_Required tasks_.
**a)** Can you rewrite the paragraph of the Human Kinetics Library text that begins "The content on Human Kinetics Library is presented" as a bulleted list that keeps its main facts?
**b)** Can you extend the Human Kinetics Library text, picking up after its last sentence?

_Text provided_.
----------

Human Kinetics Library has robust opportunities in place for browsing. Users can browse by book or video content, or by topic and sport/activity with a taxonomy tailored to the specific subject areas covered in the full library. A featured topic and sport highlights certain content in the collection. A basic search with suggestive keywords and Boolean searching enabled is available. There is also a simple advanced search option to limit by author or publication date. When a search is executed, the retrieval system searches the full text of all content for keyword matches. Search results are presented by relevance by default; additional search result sorting options are title and date.
The content on Human Kinetics Library is presented in English and DRM free with no limit on the number of simultaneous users. The text of ebooks is presented in HTML so users can resize or read with assistive technology. The table of contents is hyperlinked to jump to sections. Videos have closed captions and transcripts, but the functionality to slow down or speed up viewing, which could be useful to see movements in slow motion or for accessibility reasons, is not available. Bloomsbury Digital Resources has the goal of compliance with Level AA of the Web Content Accessibility Guidelines version 2.1; more information about future improvements and updates can be read at https://www.humankineticslibrary.com/accessibility.

----------

_Records provided_.

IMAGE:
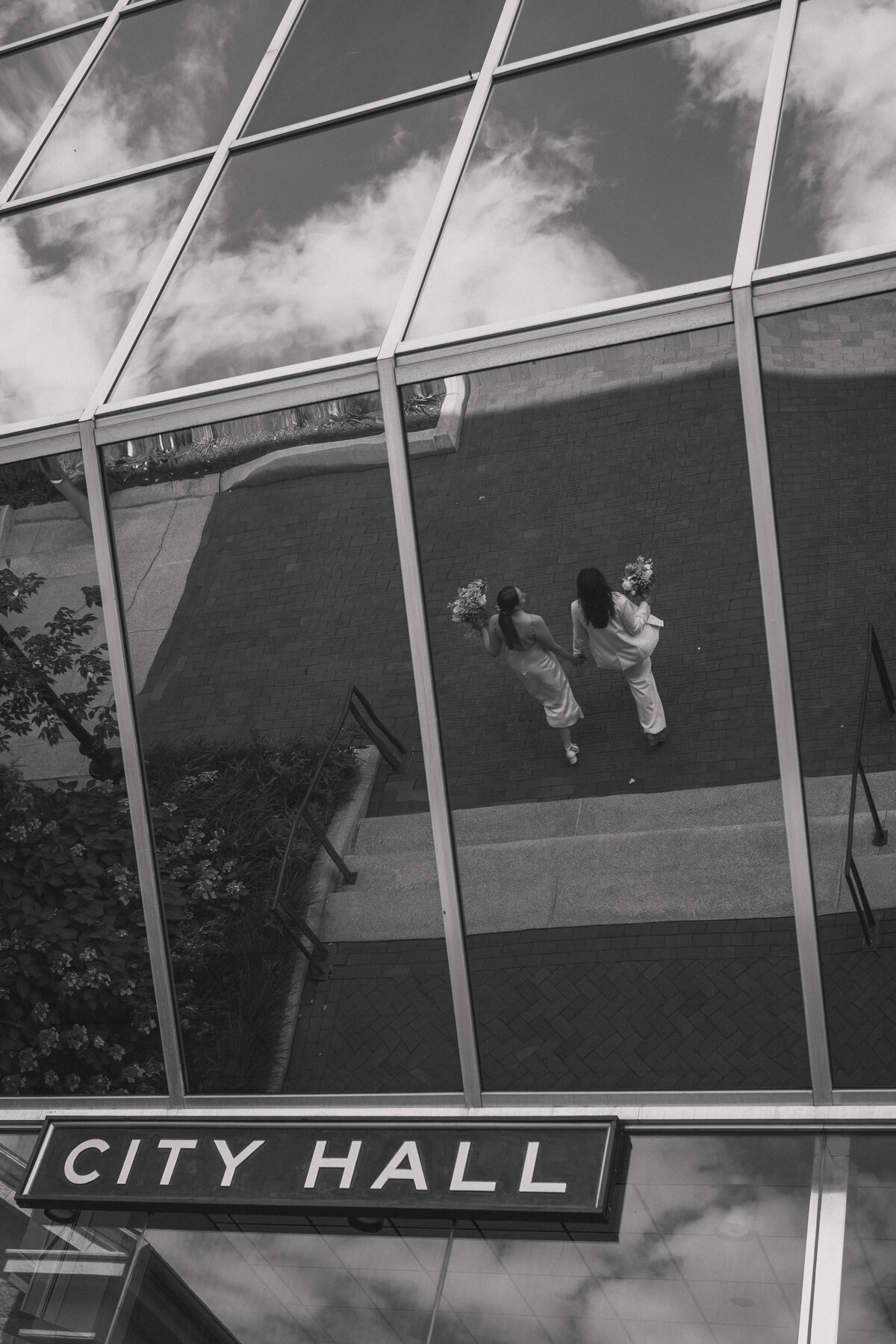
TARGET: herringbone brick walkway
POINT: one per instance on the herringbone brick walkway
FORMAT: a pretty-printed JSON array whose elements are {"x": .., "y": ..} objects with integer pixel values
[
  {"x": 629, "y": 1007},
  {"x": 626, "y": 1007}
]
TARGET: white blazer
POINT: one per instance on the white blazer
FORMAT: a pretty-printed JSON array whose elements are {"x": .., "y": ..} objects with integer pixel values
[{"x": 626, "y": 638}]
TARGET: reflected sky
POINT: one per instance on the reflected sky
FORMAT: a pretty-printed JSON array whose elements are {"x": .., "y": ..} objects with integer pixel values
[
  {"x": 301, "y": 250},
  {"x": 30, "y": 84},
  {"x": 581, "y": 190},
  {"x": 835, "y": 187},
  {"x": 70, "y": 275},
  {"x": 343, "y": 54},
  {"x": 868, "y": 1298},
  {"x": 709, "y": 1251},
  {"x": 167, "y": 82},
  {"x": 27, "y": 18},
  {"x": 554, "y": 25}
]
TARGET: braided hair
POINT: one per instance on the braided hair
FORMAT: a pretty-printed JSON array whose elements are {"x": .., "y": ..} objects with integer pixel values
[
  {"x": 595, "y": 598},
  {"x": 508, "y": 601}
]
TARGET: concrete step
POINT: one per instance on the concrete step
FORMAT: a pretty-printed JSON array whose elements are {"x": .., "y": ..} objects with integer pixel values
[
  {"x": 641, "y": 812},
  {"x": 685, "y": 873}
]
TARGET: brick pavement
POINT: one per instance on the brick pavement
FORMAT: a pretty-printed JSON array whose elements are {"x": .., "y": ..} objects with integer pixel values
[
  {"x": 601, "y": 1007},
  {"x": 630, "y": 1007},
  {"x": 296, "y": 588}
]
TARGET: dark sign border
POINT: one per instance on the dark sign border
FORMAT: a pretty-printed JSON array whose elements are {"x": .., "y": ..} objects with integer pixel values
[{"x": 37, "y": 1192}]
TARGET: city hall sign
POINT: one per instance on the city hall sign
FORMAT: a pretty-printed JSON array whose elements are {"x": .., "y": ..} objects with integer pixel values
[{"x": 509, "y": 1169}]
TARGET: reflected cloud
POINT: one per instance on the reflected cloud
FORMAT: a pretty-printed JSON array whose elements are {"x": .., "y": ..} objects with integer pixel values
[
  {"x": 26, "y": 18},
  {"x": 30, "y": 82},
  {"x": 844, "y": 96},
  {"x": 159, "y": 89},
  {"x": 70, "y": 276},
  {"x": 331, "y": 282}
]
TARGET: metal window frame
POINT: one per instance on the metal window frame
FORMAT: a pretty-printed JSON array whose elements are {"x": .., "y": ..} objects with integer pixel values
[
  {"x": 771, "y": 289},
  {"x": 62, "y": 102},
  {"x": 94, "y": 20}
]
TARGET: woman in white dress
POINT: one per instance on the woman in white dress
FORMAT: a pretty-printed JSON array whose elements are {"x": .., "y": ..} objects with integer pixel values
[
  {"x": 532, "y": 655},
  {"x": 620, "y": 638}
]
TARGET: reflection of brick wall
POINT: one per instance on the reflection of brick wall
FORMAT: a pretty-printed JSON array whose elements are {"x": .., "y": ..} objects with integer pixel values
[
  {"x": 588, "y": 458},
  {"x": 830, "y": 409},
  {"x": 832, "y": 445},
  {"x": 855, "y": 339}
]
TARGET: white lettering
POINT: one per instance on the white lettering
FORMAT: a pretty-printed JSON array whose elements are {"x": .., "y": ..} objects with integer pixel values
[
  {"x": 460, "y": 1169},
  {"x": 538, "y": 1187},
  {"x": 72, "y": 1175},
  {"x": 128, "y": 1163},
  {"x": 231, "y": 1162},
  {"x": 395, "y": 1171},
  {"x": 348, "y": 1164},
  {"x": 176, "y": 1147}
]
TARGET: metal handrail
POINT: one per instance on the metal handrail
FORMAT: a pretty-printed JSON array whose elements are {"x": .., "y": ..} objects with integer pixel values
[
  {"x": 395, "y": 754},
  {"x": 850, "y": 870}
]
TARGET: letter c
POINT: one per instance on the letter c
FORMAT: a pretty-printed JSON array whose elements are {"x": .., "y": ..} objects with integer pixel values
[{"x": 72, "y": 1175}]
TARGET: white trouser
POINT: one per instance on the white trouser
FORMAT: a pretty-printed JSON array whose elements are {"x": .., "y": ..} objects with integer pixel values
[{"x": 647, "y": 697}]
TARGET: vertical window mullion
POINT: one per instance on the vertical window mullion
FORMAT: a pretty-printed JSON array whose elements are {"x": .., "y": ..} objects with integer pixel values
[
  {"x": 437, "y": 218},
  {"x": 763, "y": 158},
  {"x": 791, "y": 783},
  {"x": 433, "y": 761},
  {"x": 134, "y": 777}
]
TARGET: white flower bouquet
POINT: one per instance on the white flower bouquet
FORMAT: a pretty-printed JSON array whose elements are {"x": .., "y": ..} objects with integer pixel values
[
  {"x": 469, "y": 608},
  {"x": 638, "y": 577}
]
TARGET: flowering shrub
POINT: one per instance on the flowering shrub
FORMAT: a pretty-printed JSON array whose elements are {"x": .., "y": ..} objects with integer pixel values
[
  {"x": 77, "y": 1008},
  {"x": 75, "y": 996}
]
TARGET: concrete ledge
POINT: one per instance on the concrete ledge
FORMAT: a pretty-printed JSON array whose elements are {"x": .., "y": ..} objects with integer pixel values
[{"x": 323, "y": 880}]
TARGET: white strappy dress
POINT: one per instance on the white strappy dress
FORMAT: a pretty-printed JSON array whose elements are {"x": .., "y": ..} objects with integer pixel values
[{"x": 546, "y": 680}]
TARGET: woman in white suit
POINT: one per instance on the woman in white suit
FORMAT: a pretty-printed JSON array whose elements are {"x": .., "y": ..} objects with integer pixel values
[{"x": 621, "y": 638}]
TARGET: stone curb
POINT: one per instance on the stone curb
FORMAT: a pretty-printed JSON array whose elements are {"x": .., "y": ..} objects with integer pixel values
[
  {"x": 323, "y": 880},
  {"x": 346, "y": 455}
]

----------

_Answers by item number_.
**a)**
- Content is in English and DRM free, with unlimited simultaneous users.
- Ebook text is in HTML, so users can resize it or read it with assistive technology.
- The table of contents is hyperlinked to jump to sections.
- Videos have closed captions and transcripts, but viewing speed can't be slowed down or sped up. That feature could help for seeing movements in slow motion or for accessibility.
- Bloomsbury Digital Resources aims to comply with WCAG 2.1 Level AA. Details on future improvements are at https://www.humankineticslibrary.com/accessibility.

**b)**
For all content types, users can share materials via social media, email, and print. Downloading content is possible, but the process is not immediately apparent. Individual personal accounts can be set up with social media logins, an email and password, or a current account for other Bloomsbury platforms. Functionality for user accounts include the ability to save and organize content items in folders, manage search alerts, and set up saved searches. Citations can be automatically generated to copy and paste. Three citation styles are presented – MLA, APA, or Chicago – though it is not obvious what edition of each is being used. Currently, Human Kinetics Library is not set up to integrate with learning management systems via Learning Tools Interoperability (LTI). And while chapter and book level DOIs can be used with some difficulty to navigate back to content, the interface lacks the ability to effortlessly generate permalinks, which is crucial for sharing content with students via a learning management system.
Librarians will revel in the amount of information easily accessible on the Human Kinetics Library website for managing their subscription.
For universities and colleges, Bloomsbury offers both subscription and perpetual purposes with pricing based on institutional student FTE. Interested subscribers can inquire about multi-year pricing. Public libraries, schools, and corporations are also potential customers. Currently, individual subscriptions are not available.
Supported authentication methods for Human Kinetics Library are IP authentication and proxy server, Shibboleth, and a username and password model. Options for administrators include downloading COUNTER 4 and 5 reports and SUSHI service, editing OpenURL resolver details, and adding an institutional logo. KBART and MARC records, which are RDA compliant, are provided on the Human Kinetics Library website each time content is updated for painless downloading.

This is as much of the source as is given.